> [WHAT NEEDS TO BE DONE]: Print all of the entries exactly, minus the pictures.
##### DATA PROVIDED #####
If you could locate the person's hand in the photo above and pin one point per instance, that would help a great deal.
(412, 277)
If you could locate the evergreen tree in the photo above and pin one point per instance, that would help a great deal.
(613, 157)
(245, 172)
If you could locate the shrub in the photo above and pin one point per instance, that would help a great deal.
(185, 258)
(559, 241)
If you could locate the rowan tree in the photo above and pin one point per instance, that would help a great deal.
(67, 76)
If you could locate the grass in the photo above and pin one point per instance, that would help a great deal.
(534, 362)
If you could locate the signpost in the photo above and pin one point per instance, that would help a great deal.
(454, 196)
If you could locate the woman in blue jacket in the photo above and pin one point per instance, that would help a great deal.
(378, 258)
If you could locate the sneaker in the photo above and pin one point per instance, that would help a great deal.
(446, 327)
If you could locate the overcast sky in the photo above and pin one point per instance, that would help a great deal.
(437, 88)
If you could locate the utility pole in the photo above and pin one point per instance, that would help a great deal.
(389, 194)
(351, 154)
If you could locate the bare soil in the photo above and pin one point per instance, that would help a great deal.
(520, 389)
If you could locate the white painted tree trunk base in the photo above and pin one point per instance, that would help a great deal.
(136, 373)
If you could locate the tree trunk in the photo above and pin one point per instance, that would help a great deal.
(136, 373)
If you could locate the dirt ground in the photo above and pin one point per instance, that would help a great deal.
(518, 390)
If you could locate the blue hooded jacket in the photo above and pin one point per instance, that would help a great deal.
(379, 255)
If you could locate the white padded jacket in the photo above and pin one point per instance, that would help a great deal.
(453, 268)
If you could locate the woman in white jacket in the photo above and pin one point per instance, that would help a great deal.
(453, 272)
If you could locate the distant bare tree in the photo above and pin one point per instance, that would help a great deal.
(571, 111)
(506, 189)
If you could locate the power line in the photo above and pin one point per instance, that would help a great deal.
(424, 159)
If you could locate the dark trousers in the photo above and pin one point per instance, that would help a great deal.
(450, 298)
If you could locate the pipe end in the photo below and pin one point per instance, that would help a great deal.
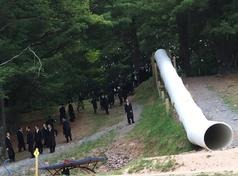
(218, 136)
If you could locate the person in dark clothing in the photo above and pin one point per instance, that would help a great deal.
(129, 112)
(62, 112)
(101, 101)
(111, 99)
(80, 102)
(9, 148)
(45, 134)
(38, 139)
(71, 112)
(105, 103)
(20, 140)
(51, 139)
(120, 95)
(67, 130)
(51, 122)
(94, 103)
(30, 141)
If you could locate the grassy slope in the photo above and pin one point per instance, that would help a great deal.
(160, 132)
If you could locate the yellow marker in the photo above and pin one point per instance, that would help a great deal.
(36, 154)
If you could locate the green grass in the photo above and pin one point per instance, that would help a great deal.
(160, 133)
(85, 149)
(165, 165)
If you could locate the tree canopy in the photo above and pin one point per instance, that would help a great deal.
(83, 44)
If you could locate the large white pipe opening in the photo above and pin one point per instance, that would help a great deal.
(200, 131)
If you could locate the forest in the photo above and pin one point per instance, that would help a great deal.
(53, 50)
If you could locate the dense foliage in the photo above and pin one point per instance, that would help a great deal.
(84, 44)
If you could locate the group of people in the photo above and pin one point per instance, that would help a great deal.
(121, 87)
(40, 138)
(45, 137)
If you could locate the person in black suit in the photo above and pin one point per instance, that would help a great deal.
(67, 130)
(129, 112)
(38, 139)
(20, 140)
(45, 134)
(30, 141)
(51, 139)
(9, 148)
(71, 112)
(94, 103)
(62, 112)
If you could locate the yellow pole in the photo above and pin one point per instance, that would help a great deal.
(36, 154)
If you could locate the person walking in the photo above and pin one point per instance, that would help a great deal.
(30, 141)
(51, 139)
(71, 112)
(38, 139)
(20, 140)
(9, 148)
(45, 134)
(94, 103)
(129, 112)
(67, 130)
(62, 112)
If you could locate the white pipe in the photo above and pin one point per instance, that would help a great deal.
(200, 131)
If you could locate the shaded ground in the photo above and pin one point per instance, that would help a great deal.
(86, 124)
(23, 166)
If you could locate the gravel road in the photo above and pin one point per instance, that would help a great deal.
(21, 168)
(212, 105)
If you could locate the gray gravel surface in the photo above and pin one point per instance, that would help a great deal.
(212, 105)
(22, 167)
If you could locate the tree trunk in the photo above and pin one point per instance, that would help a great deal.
(2, 129)
(136, 53)
(183, 25)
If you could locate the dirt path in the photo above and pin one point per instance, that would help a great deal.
(211, 104)
(22, 167)
(209, 162)
(214, 108)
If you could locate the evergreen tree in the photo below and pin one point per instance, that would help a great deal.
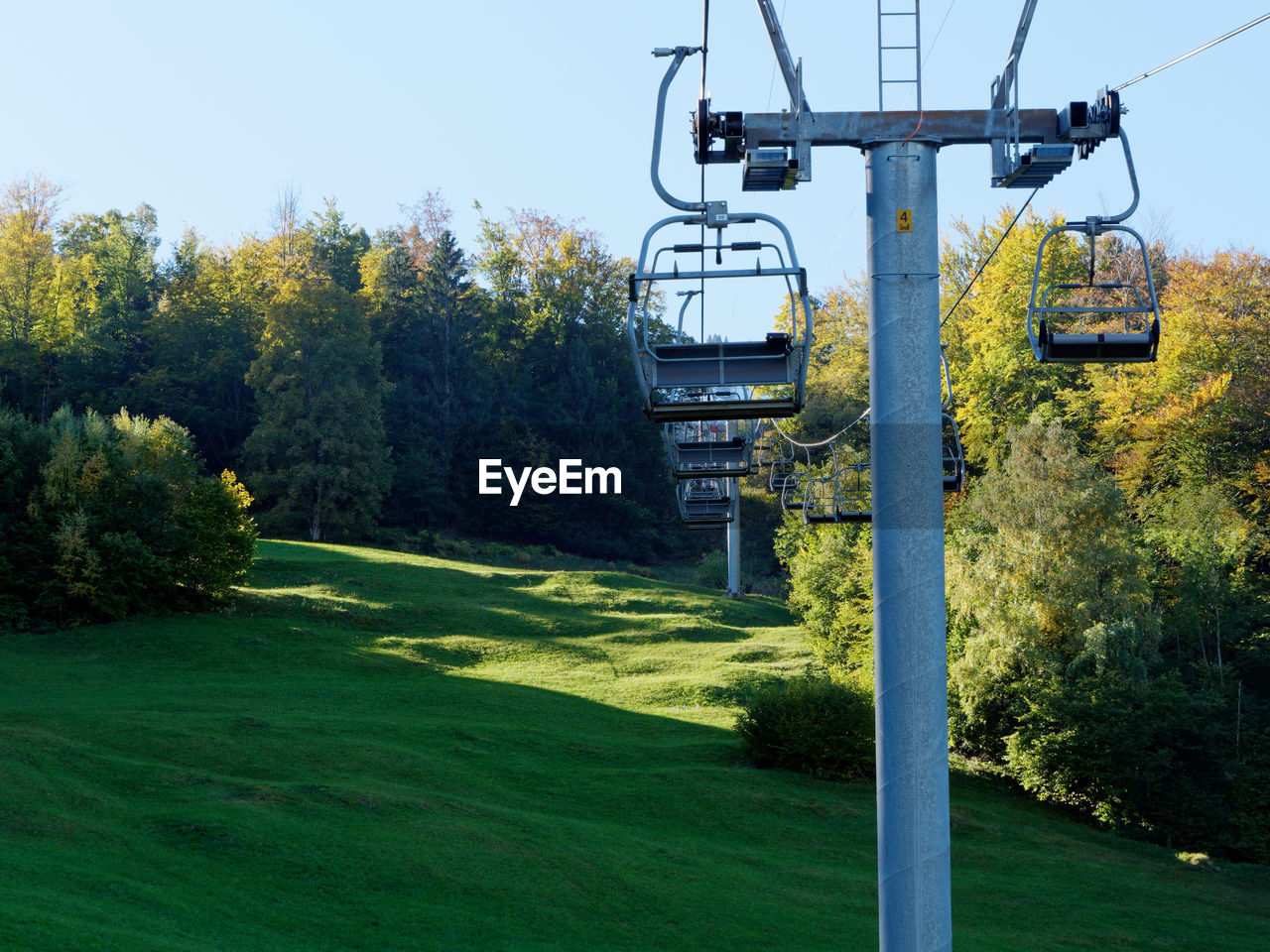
(318, 457)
#####
> [EXERCISE SOLUTION]:
If you could locate the person's hand in the photo above and pin one point per instance, that would help a great deal.
(412, 277)
If you could locate the evergreen tree in the photo above and pin one point per instance, that would help a great deal.
(613, 157)
(245, 172)
If you could locate the shrub in the photo above and pin one point per instance, that would help a great deal.
(185, 258)
(559, 241)
If you could locate the rowan tree in the photo above and pin one point per instance, that would help a great deal.
(67, 76)
If you could locate the grass in the photo above and pin one point per instance, that would help a great deal.
(534, 362)
If you could locate the signpost in the photo above and pin one point per instance, that would help a great deal.
(454, 196)
If you could locate the woman in blue jacket in the photo above and pin one point per instance, that would help a great deal.
(378, 258)
If you could locate the sneaker in the photo above and pin one point per instance, that would help a great deal.
(446, 327)
If you could locate the overcast sky in the photo above and pin one point per instance, that would help a great deal.
(437, 88)
If you could locate the utility pole in the photo above and pin one point per instance, that would help a great deal.
(389, 194)
(351, 154)
If you could locate the bare soil in the photo above and pin one point per instance, that would help a great deal.
(520, 389)
If you could locate the white painted tree trunk base in the photo above and pin one point per instance, that would help a great deal.
(136, 373)
If you could locate the tree trunk in the photo above and pin one point per instance, that would help a great deal.
(136, 373)
If you could locate the dirt ground in the photo above and pin one point per instance, that would help a great deal.
(518, 390)
If you could locate the blue hooded jacket in the photo above and pin one point per instance, that would help a great deal.
(379, 255)
If you could locate the white padded jacket in the photo above and pin one point per instance, that would help a great deal.
(453, 268)
If you could locate the woman in white jacket in the photo above and pin one point per instance, that would help a great deal.
(453, 272)
If you could locate the distant bare tree in the photo above and pin one point per instance, that would help a great deal.
(571, 111)
(506, 189)
If you could locate the power line in the photo above and pin one point per instance, that would help a great deal.
(424, 159)
If you could locate the dark trousers in the photo above and pin one point per instance, that would help a great deal.
(450, 298)
If you could locate the pipe end in the photo below and pin one point per instance, that would help a great deal.
(218, 136)
If you could locate the person in dark clothing in the photo above and pin one point per instance, that would help a great deal.
(129, 112)
(62, 112)
(101, 101)
(111, 99)
(80, 102)
(9, 148)
(45, 134)
(38, 139)
(71, 112)
(105, 103)
(20, 140)
(51, 139)
(120, 95)
(67, 130)
(51, 122)
(94, 103)
(30, 141)
If you could locate the grassy slope in the photo above and pin one point per instance, that would help a great deal.
(160, 132)
If you could locate the yellow marker in the photo above and pin one point per instance, that would help a great deal.
(36, 154)
If you could locate the green grass in the photo above and pin one point per instance, that would help a great deal.
(160, 133)
(85, 149)
(165, 165)
If you could locate the tree canopy in the photo above and pin one point per instance, that would help a great deal.
(83, 44)
If you could locate the large white pipe opening in the photo above and pin one point per instance, that would help a great deal.
(200, 131)
If you could locate the forest in the photo above and pin one point per instance, that would help a great deal.
(53, 50)
If you could locate the dense foliage in the photo above and pin one point per instance, that would help a great deal.
(84, 44)
If you could locate the group of people in the photo above and pin one point per instance, that would help a great deal.
(121, 87)
(40, 138)
(45, 137)
If you could locate the person in black suit in the photo above and pin one point per instance, that would help a great deal.
(67, 130)
(129, 112)
(38, 139)
(20, 140)
(45, 134)
(30, 141)
(51, 139)
(9, 148)
(71, 112)
(94, 103)
(62, 112)
If you could locate the yellow pole in the photo above and pin one point per instance, that would help a great deal.
(36, 154)
If you could locate the person walking in the photo above and pin one point per instance, that would help a great deal.
(30, 141)
(51, 139)
(71, 112)
(38, 139)
(20, 140)
(9, 148)
(45, 134)
(94, 103)
(129, 112)
(67, 130)
(62, 112)
If you could locate the white pipe in the photo above and pin one point per instance, that would help a great deal.
(200, 131)
If you could locate the shaded ground in the photo above and pin one point per instance, that would help a great deal.
(86, 124)
(23, 166)
If you could locate the gravel road in the photo above and pin one point per instance, that would help a great deal.
(21, 168)
(212, 105)
If you could locate the gray gravel surface in the photo above and pin one point per instance, that would help a great deal.
(212, 105)
(22, 167)
If you could locate the tree trunk in the photo above and pin one point per instance, that would help a great deal.
(2, 129)
(136, 53)
(183, 25)
If you could locate the dirt path in the photo above and pin one point per instance, that would help a great deal.
(211, 104)
(22, 167)
(209, 162)
(214, 108)
If you could locate the evergreen tree in the photo below and pin one point per instance, that would help a great deal.
(318, 457)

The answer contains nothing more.